Work required |
In the passage on a blackout outside Havana, write out the part that opens with the words containing "It’s 5:30 in" and closes with "Cuba’s capital city.", changing "suburb" to "neighborhood".

** start Reading passage **

It’s 5:30 in the morning in Arroyo Naranjo, a municipality located to the south of Old Havana. Javier (who is 27) and his father, Elías (64), cannot remember the last time they walked hand in hand. Now they are taking short steps, side by side, because in the early-morning darkness they can barely see their hands in front of them. They can only hear the whispers of neighbors, chatting in their homes, as they walk in this suburb on the outskirts of Cuba’s capital city.

They haven’t showered in over a day and their house hasn’t had electricity for more than 16 hours. The power outage coincided with the day when the aqueduct pumps water into this area, so the neighborhood’s water tanks are also empty. They are hungry and thirsty. The little they had left in the refrigerator—some chicken and the last two sausages from a pack of five—had to be shared between four people. If they didn’t eat them, they would soon rot. To cook their meal, they built a makeshift charcoal stove on the roof, using stones and wood boards; gas tanks haven’t been refilled in this municipality for a month. They are tired. They have hardly been able to sleep because of the heat and the stench coming from the overflowing trash containers on the corner, which are now blocking traffic. And because there is no electricity, the only way they can make sure that they get up on time in the morning is to keep their eyes always half open so they can be their own alarm clocks.

** end Reading passage **
** start Source material **

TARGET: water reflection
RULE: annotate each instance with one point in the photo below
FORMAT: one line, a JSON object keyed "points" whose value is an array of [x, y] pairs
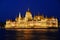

** end Source material **

Completed exercise |
It’s 5:30 in the morning in Arroyo Naranjo, a municipality located to the south of Old Havana. Javier (who is 27) and his father, Elías (64), cannot remember the last time they walked hand in hand. Now they are taking short steps, side by side, because in the early-morning darkness they can barely see their hands in front of them. They can only hear the whispers of neighbors, chatting in their homes, as they walk in this neighborhood on the outskirts of Cuba’s capital city.